> **PROBLEM TO WORK ON**:
Repeat the records below word for word, but start at the line that contains "Would you be able to point out the rock in", stop after the last line, and include nothing else.
---*---
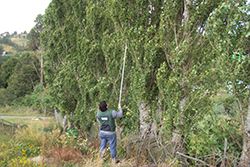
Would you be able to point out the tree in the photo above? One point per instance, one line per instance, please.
(229, 32)
(7, 69)
(24, 77)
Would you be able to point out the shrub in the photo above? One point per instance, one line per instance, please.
(30, 136)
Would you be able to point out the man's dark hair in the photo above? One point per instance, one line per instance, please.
(103, 106)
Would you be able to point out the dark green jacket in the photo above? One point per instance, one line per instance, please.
(107, 121)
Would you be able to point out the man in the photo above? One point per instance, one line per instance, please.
(107, 131)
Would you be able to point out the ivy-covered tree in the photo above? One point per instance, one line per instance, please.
(7, 69)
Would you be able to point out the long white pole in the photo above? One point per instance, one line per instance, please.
(122, 73)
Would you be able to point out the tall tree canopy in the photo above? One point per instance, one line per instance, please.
(170, 72)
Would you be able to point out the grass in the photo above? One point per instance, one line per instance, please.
(34, 123)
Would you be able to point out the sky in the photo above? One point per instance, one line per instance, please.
(19, 15)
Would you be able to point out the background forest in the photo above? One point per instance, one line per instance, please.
(186, 83)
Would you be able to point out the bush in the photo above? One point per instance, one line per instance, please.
(30, 136)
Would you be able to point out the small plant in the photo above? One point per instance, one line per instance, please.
(29, 135)
(18, 155)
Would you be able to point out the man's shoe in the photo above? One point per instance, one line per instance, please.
(117, 160)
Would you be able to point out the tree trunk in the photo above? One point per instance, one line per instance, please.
(148, 126)
(177, 138)
(245, 157)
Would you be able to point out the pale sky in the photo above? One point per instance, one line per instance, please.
(19, 15)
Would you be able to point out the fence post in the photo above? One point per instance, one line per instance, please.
(12, 128)
(44, 117)
(2, 126)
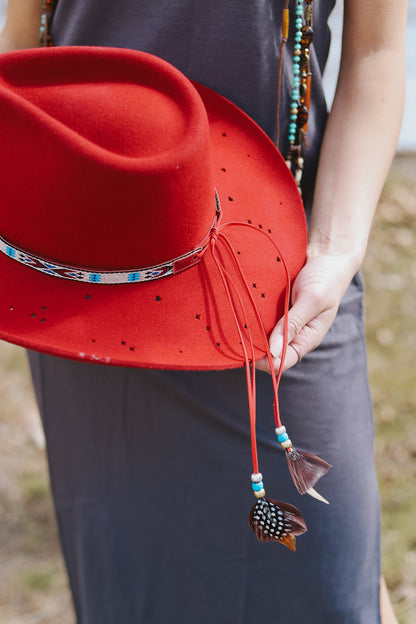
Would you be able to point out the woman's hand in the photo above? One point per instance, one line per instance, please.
(316, 294)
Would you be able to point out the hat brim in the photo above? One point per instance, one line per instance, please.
(183, 321)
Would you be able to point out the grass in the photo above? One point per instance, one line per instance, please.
(33, 587)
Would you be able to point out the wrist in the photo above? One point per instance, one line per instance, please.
(350, 255)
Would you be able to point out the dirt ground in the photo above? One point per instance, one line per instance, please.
(33, 585)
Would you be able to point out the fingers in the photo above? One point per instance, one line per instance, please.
(307, 325)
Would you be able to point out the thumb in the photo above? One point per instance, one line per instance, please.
(298, 317)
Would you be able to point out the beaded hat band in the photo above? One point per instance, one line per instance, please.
(170, 151)
(131, 276)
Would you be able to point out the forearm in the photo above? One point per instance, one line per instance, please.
(22, 25)
(356, 154)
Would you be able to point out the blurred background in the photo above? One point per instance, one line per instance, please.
(33, 586)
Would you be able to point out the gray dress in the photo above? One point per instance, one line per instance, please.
(150, 469)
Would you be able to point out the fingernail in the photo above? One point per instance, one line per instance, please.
(276, 345)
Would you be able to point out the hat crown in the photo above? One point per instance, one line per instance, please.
(117, 171)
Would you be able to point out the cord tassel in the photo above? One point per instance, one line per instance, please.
(274, 521)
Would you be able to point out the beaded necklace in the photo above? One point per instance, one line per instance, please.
(301, 71)
(301, 85)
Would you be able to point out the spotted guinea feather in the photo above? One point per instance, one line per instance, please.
(274, 521)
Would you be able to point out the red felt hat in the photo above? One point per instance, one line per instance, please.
(142, 218)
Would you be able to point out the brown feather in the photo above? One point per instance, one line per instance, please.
(305, 469)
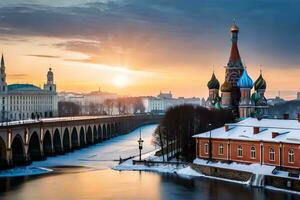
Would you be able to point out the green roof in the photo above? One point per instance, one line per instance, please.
(23, 87)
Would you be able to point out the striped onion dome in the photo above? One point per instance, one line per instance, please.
(213, 83)
(260, 83)
(226, 87)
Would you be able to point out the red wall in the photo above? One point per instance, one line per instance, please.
(232, 153)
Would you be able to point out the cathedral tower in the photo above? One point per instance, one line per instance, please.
(245, 84)
(213, 87)
(234, 69)
(50, 86)
(3, 84)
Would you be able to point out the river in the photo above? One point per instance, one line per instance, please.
(96, 179)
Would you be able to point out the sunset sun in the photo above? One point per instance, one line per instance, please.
(120, 81)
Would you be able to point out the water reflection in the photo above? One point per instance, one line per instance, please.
(109, 184)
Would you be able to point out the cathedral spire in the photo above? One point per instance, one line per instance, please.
(234, 58)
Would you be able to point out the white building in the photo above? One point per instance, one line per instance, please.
(164, 101)
(92, 100)
(24, 101)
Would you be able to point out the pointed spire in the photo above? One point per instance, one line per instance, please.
(2, 61)
(213, 83)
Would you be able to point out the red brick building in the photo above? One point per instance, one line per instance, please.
(273, 142)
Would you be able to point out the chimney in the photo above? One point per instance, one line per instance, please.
(255, 130)
(274, 134)
(226, 127)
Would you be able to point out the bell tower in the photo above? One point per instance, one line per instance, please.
(3, 84)
(50, 86)
(234, 69)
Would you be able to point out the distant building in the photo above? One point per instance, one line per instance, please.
(88, 102)
(164, 101)
(24, 101)
(276, 100)
(268, 141)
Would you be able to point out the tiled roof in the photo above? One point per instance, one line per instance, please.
(288, 131)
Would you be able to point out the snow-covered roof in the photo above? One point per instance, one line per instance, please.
(288, 131)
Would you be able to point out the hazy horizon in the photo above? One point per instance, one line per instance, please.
(142, 47)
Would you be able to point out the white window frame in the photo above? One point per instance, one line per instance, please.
(206, 148)
(240, 151)
(291, 156)
(271, 153)
(221, 149)
(253, 152)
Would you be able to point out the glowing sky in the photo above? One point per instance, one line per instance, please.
(139, 47)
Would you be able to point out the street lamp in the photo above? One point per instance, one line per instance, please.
(210, 143)
(140, 141)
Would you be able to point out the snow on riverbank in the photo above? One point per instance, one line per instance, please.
(24, 171)
(98, 156)
(252, 168)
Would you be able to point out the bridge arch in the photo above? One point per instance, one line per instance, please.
(95, 132)
(74, 138)
(82, 137)
(89, 136)
(34, 147)
(66, 140)
(3, 160)
(18, 151)
(47, 144)
(57, 144)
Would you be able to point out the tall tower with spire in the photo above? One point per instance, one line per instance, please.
(3, 84)
(234, 68)
(50, 86)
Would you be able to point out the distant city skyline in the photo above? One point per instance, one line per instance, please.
(140, 47)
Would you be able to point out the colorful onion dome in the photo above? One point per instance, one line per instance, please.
(245, 81)
(226, 87)
(255, 97)
(260, 83)
(213, 83)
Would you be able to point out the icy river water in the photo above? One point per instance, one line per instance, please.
(91, 178)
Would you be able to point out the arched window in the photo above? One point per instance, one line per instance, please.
(206, 148)
(291, 156)
(271, 154)
(221, 149)
(253, 152)
(240, 151)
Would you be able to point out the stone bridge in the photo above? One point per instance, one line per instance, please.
(23, 142)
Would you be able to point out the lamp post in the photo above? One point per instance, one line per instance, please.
(140, 141)
(210, 143)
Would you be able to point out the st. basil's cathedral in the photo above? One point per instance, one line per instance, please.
(236, 89)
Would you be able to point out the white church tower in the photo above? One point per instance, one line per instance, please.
(3, 84)
(50, 86)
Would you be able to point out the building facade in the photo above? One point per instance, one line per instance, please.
(88, 102)
(25, 101)
(273, 142)
(236, 90)
(164, 101)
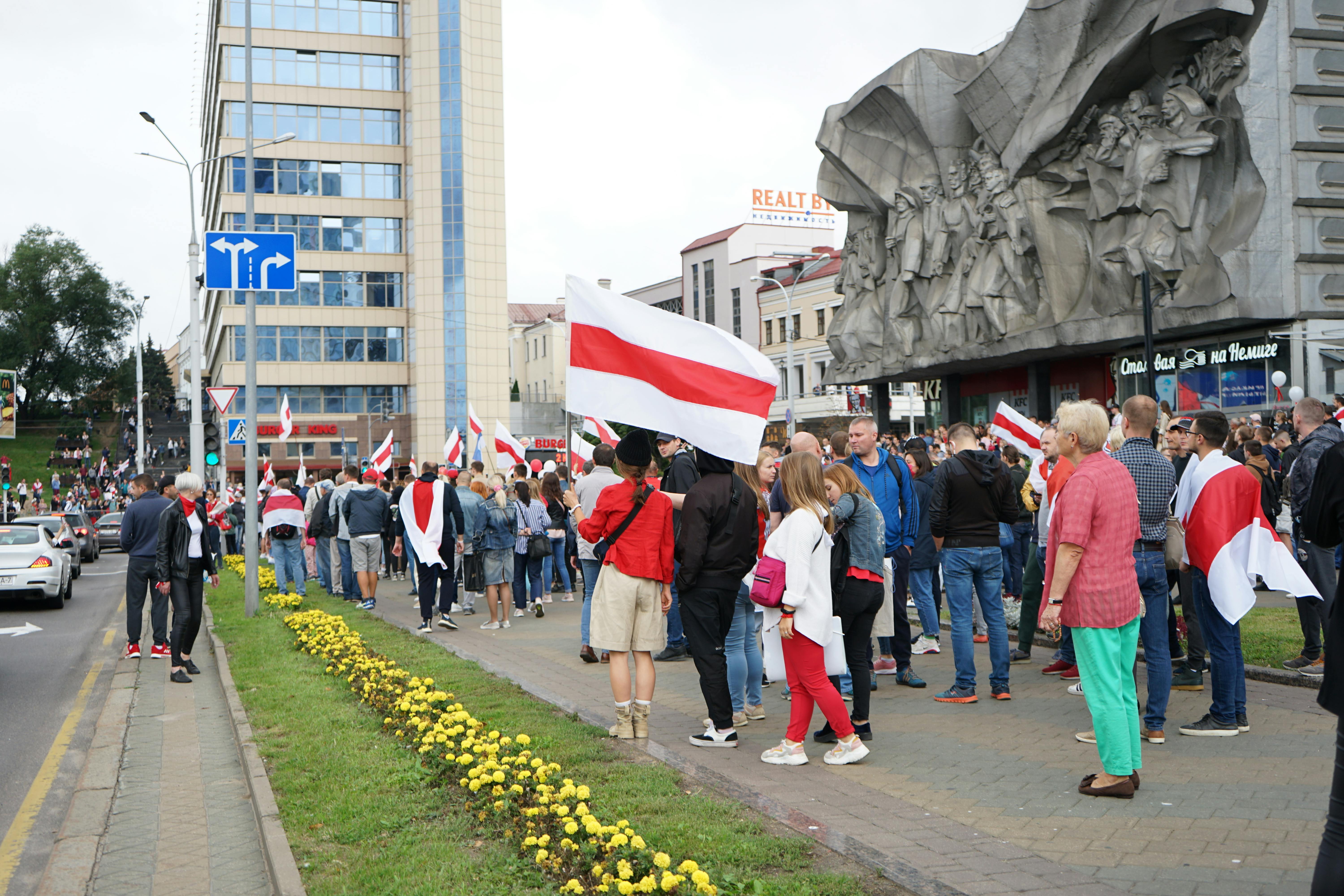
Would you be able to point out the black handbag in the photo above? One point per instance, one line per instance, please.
(601, 547)
(474, 573)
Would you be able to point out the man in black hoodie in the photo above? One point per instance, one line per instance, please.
(972, 495)
(716, 547)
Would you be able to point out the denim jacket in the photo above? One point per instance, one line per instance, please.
(497, 527)
(866, 530)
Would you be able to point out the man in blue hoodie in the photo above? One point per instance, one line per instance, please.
(889, 480)
(140, 542)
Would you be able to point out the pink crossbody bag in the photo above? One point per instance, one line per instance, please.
(768, 582)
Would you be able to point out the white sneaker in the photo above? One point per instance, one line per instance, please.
(843, 753)
(786, 756)
(925, 645)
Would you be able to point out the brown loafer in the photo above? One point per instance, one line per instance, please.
(1132, 777)
(1122, 790)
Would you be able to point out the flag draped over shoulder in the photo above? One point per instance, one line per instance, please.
(640, 366)
(1229, 539)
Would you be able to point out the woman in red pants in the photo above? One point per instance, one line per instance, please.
(803, 543)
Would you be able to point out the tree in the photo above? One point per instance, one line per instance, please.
(61, 320)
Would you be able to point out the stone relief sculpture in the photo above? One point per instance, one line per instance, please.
(1023, 190)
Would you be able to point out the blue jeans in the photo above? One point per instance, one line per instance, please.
(288, 555)
(325, 562)
(921, 589)
(982, 569)
(1015, 557)
(677, 635)
(744, 653)
(347, 570)
(1226, 667)
(1151, 567)
(591, 571)
(556, 562)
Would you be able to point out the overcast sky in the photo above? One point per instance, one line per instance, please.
(631, 127)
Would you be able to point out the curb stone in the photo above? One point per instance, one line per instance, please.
(280, 859)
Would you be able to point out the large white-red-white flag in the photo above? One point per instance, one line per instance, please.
(287, 420)
(454, 449)
(382, 456)
(1015, 429)
(599, 428)
(509, 450)
(640, 366)
(283, 507)
(1229, 539)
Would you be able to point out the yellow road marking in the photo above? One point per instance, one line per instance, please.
(15, 839)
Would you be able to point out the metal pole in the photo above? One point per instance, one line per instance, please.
(1151, 379)
(252, 597)
(140, 396)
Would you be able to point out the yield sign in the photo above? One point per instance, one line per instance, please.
(222, 397)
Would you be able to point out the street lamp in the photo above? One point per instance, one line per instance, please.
(788, 312)
(198, 433)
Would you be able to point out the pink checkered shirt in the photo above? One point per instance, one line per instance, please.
(1099, 511)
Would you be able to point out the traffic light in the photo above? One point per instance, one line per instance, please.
(212, 445)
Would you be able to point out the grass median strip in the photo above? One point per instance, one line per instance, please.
(365, 817)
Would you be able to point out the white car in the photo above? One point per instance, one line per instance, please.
(33, 567)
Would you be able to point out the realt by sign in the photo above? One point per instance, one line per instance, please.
(248, 260)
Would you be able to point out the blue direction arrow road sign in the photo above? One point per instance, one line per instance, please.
(245, 260)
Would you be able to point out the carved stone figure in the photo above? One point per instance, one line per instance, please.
(1025, 189)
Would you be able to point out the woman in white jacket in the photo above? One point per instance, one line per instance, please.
(803, 543)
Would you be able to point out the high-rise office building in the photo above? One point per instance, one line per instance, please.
(394, 187)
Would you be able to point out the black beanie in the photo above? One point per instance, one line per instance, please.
(634, 450)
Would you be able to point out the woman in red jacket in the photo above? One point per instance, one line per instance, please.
(635, 589)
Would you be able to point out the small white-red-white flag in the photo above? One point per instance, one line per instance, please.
(382, 456)
(507, 447)
(635, 365)
(287, 420)
(1229, 539)
(1015, 429)
(599, 428)
(454, 449)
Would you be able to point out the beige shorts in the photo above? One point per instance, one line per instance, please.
(627, 613)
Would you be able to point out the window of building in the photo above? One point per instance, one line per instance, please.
(312, 68)
(339, 17)
(709, 291)
(325, 400)
(325, 124)
(303, 178)
(333, 234)
(696, 291)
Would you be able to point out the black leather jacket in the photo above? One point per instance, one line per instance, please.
(174, 536)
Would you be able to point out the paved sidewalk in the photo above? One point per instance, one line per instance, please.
(181, 817)
(983, 799)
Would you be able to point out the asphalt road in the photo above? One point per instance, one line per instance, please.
(41, 678)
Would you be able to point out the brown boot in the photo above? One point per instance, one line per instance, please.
(624, 729)
(640, 718)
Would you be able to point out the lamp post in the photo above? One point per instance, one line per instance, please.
(788, 316)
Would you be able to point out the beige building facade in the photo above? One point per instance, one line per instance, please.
(394, 187)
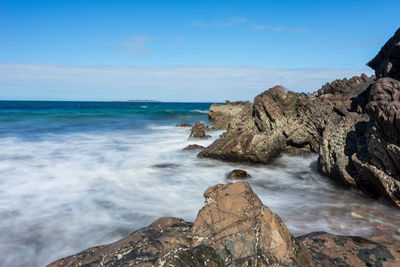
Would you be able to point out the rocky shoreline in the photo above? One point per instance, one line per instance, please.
(354, 126)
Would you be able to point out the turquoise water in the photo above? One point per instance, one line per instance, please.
(79, 174)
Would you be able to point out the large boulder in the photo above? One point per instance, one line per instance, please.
(387, 62)
(233, 229)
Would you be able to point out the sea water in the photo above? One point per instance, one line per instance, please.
(79, 174)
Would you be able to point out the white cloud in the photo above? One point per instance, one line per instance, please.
(179, 83)
(228, 22)
(135, 45)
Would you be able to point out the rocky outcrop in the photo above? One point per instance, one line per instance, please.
(282, 121)
(231, 115)
(387, 62)
(233, 228)
(238, 174)
(199, 131)
(192, 147)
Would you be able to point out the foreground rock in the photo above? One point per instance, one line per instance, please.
(199, 131)
(387, 62)
(332, 250)
(234, 228)
(238, 174)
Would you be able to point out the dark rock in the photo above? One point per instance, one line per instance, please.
(184, 125)
(238, 174)
(233, 229)
(230, 115)
(199, 131)
(193, 147)
(387, 62)
(333, 250)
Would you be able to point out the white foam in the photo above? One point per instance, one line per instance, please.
(65, 193)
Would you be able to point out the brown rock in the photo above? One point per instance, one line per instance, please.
(238, 174)
(184, 125)
(245, 232)
(192, 147)
(199, 131)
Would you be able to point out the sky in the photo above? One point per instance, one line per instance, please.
(184, 50)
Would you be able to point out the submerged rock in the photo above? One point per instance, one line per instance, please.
(193, 147)
(199, 131)
(233, 229)
(184, 125)
(238, 174)
(333, 250)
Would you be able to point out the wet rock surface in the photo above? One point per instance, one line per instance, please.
(333, 250)
(238, 174)
(234, 228)
(199, 131)
(193, 147)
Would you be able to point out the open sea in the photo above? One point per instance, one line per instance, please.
(79, 174)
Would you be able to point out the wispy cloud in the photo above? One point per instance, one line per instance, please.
(279, 29)
(183, 83)
(228, 22)
(135, 45)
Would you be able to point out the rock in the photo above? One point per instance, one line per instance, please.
(387, 62)
(165, 165)
(184, 125)
(230, 115)
(333, 250)
(199, 131)
(193, 147)
(238, 174)
(243, 231)
(233, 229)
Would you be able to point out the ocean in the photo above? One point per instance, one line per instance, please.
(80, 174)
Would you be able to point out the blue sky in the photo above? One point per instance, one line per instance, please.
(114, 42)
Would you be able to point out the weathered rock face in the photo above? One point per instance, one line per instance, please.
---*---
> **SOLUTION**:
Would you be able to point out the rock in the photo above? One point per instance, one line per instance, please.
(387, 62)
(165, 165)
(184, 125)
(230, 115)
(333, 250)
(199, 131)
(193, 147)
(238, 174)
(243, 231)
(233, 229)
Would you be able to point out the ocean in the photo above? One point per instance, one line per instance, please.
(80, 174)
Would you be able to point out the blue sky in the photo above? One point per instance, one line per instance, please.
(114, 42)
Would you be able to point out the weathered rock face in the photo above? One point per instance, one line per instance, please.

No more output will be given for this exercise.